→ What to work on: Reproduce word for word, from the entries below, the line with "to locate chin", the line with "to locate shoulder", and every line between them, and nothing more.

→ Material provided:
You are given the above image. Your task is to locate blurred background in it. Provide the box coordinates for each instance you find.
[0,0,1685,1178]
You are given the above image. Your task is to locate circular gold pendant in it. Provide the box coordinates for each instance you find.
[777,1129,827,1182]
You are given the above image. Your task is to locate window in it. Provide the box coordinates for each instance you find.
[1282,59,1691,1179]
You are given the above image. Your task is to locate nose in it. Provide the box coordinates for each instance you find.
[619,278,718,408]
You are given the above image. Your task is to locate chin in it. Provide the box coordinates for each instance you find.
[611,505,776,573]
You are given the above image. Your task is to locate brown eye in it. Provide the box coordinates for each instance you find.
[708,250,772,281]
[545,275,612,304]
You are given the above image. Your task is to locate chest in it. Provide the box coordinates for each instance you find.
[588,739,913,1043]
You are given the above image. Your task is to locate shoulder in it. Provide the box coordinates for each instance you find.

...

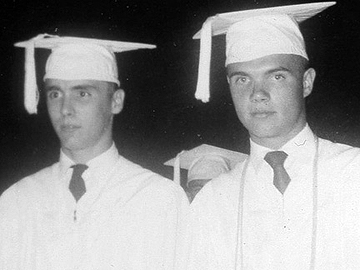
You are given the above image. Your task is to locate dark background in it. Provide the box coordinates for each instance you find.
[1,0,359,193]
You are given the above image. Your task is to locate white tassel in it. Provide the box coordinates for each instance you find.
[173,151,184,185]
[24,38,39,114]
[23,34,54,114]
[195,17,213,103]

==

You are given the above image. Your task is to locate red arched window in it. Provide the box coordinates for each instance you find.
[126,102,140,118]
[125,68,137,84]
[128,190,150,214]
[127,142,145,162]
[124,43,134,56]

→ Reply:
You are given the above image. Your task is to locate chin in it. Provide the box coordinates for each instance you find.
[611,505,776,573]
You are given the above image. Your task is to locate brown eye in it. Provide the box coordinates for each instance you find.
[708,250,772,281]
[545,275,612,304]
You are given the above image. Your task is to locate chest in it. Provide the box coordinates for each instance you find.
[588,739,913,1043]
You are given the above image. Your task is to locate shoulder in it. Provide the box coordinates for each instance you find.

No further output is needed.